Directions: Copy each line of the records below, word for word, with nothing added or left out.

Dataset:
<<<<

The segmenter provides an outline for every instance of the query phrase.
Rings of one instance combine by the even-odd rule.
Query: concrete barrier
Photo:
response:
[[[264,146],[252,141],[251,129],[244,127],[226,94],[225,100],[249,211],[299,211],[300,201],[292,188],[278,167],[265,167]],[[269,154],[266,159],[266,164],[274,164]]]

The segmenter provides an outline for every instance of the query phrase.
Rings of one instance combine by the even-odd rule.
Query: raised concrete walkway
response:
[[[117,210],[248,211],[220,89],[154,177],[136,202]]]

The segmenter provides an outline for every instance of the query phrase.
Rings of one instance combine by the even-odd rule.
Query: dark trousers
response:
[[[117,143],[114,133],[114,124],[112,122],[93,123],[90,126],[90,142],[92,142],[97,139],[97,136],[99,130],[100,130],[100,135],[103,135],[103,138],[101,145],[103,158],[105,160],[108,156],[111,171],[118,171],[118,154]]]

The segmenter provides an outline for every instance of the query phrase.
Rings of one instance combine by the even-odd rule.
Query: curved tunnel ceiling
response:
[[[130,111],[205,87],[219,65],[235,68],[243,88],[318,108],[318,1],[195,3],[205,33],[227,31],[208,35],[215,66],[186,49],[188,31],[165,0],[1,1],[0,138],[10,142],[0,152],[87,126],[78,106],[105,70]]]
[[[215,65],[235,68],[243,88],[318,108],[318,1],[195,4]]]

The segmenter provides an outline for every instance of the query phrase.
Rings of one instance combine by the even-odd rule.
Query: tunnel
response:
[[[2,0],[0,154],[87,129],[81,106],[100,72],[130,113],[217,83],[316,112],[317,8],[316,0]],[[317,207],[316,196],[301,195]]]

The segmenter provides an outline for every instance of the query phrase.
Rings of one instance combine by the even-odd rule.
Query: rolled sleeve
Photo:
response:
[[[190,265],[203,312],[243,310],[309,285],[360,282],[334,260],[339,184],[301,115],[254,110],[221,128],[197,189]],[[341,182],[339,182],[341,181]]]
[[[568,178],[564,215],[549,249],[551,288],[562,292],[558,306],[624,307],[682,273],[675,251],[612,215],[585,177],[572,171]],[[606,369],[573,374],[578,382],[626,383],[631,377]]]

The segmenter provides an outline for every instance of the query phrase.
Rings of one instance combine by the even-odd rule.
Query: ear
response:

>>>>

In response:
The segmenter provides an outline for every instance of the query phrase.
Rings of one instance combine by the even-odd rule.
Query: concrete barrier
Photo:
response:
[[[264,146],[252,141],[251,129],[244,127],[226,94],[225,100],[249,211],[299,211],[300,201],[292,188],[278,167],[265,167]],[[269,154],[266,159],[266,164],[274,164]]]

The segmenter provides an outline for every instance of the query phrase.
Rings of one instance combine by the even-odd rule.
Query: raised concrete walkway
response:
[[[117,210],[248,211],[220,89],[154,177],[136,202]]]

The segmenter provides an outline for every instance of the query phrase.
Rings of one instance combine by the even-odd rule.
Query: dark trousers
response:
[[[117,143],[114,133],[114,124],[112,122],[93,123],[90,126],[90,142],[92,142],[97,139],[97,136],[99,130],[100,130],[100,135],[103,135],[103,138],[101,145],[103,158],[105,160],[108,156],[111,171],[118,171],[118,154]]]

The segmenter provides an outline for every instance of the query phrase.
Rings of one instance combine by the even-odd rule.
Query: curved tunnel ceiling
response:
[[[130,111],[205,87],[219,65],[235,68],[243,88],[318,108],[318,1],[195,3],[205,33],[227,31],[208,35],[215,66],[186,49],[188,31],[165,0],[1,1],[0,138],[10,142],[0,152],[87,126],[78,106],[105,70]]]
[[[215,65],[235,68],[243,88],[318,108],[318,1],[195,4]]]

The segmenter provides an outline for every instance of the query phrase.
Rings of one instance combine by the even-odd rule.
Query: tunnel
response:
[[[2,0],[0,154],[87,129],[81,106],[100,72],[130,113],[217,83],[316,112],[317,8],[316,0]],[[317,207],[316,196],[301,195]]]

The segmenter provides an outline for every instance of the query phrase.
Rings of one instance combine by the even-odd rule.
Query: rolled sleeve
Photo:
response:
[[[190,265],[203,312],[243,310],[309,285],[360,282],[334,260],[339,184],[301,115],[254,110],[221,128],[197,189]],[[341,182],[339,182],[341,181]]]
[[[568,178],[564,215],[549,249],[551,288],[562,292],[558,306],[624,307],[682,273],[675,251],[612,215],[585,177],[572,171]],[[606,369],[573,374],[578,382],[626,383],[631,377]]]

The segmenter provides an outline for every instance of the query phrase.
Rings of one instance combine by the even-odd rule.
Query: ear
response:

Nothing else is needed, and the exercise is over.